- [Problem description]:
Of the records that follow, copy only the lines from the line containing "Where can the white cloud" to the line containing "Target: distant building", both included, exactly as written.

+++

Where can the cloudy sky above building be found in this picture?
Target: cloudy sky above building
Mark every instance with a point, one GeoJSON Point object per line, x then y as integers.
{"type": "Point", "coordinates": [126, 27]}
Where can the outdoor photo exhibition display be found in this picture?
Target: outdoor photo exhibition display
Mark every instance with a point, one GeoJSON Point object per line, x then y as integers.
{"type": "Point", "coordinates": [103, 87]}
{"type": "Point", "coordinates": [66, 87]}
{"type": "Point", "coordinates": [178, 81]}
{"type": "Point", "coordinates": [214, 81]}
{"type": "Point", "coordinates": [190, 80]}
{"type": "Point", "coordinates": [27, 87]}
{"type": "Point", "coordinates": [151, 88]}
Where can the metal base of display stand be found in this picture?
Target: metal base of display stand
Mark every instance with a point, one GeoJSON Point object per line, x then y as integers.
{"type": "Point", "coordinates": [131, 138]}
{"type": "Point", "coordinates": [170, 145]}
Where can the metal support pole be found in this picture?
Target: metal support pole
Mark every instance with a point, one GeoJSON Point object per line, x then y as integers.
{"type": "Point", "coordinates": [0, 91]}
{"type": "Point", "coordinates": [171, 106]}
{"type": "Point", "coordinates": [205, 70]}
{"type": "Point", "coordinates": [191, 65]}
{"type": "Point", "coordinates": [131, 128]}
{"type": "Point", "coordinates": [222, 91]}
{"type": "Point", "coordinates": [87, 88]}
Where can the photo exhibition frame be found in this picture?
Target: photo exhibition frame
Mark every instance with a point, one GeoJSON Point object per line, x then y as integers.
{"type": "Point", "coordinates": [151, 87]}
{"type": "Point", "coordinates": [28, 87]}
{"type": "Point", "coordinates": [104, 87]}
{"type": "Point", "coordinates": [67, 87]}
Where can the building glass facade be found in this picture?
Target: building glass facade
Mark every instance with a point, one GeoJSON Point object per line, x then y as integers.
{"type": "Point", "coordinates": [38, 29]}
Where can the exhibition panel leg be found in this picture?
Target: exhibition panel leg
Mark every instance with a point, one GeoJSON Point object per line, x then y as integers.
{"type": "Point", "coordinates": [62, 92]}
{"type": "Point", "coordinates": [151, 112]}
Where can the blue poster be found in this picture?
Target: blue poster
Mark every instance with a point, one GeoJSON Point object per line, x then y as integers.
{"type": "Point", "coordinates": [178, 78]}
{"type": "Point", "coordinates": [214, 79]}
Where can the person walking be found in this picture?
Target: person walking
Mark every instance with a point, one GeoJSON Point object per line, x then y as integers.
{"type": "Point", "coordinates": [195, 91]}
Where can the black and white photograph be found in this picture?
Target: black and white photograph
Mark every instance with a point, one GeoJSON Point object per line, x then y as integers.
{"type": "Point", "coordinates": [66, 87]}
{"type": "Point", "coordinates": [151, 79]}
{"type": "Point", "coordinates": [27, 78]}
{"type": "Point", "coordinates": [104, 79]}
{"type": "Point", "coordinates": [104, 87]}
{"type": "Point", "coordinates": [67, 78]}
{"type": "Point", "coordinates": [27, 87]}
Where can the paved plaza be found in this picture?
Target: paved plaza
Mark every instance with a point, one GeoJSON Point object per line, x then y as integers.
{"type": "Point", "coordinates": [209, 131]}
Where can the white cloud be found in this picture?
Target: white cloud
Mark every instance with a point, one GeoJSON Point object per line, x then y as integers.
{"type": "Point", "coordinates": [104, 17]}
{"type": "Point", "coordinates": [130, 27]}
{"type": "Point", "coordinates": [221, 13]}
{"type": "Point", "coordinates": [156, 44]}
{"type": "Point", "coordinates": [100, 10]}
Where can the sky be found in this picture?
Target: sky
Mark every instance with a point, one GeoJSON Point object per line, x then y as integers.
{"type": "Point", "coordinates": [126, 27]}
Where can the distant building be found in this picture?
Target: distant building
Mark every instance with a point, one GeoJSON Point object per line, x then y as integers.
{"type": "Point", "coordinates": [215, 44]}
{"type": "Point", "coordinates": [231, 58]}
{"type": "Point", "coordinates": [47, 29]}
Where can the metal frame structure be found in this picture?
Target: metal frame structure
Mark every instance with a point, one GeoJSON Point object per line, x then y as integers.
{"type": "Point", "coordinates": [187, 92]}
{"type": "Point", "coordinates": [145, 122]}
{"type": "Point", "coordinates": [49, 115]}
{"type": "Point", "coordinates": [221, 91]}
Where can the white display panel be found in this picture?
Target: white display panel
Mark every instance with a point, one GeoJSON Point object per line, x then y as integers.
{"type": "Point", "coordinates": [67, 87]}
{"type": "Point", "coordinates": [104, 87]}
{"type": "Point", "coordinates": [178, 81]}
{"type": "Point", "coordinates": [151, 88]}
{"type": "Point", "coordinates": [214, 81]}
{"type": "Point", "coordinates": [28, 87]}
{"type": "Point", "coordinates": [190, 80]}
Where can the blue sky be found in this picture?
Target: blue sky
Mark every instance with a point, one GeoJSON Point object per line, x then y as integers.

+++

- [Answer space]:
Where can the white cloud be found in this picture?
Target: white cloud
Mark every instance with a point, one GeoJSON Point object per line, x then y as integers.
{"type": "Point", "coordinates": [104, 17]}
{"type": "Point", "coordinates": [130, 27]}
{"type": "Point", "coordinates": [221, 13]}
{"type": "Point", "coordinates": [156, 44]}
{"type": "Point", "coordinates": [100, 10]}
Where can the sky be found in this picture?
Target: sky
Mark every instance with a point, one GeoJSON Point object per line, x then y as integers.
{"type": "Point", "coordinates": [126, 27]}
Where can the distant building be found in this picture?
Target: distant building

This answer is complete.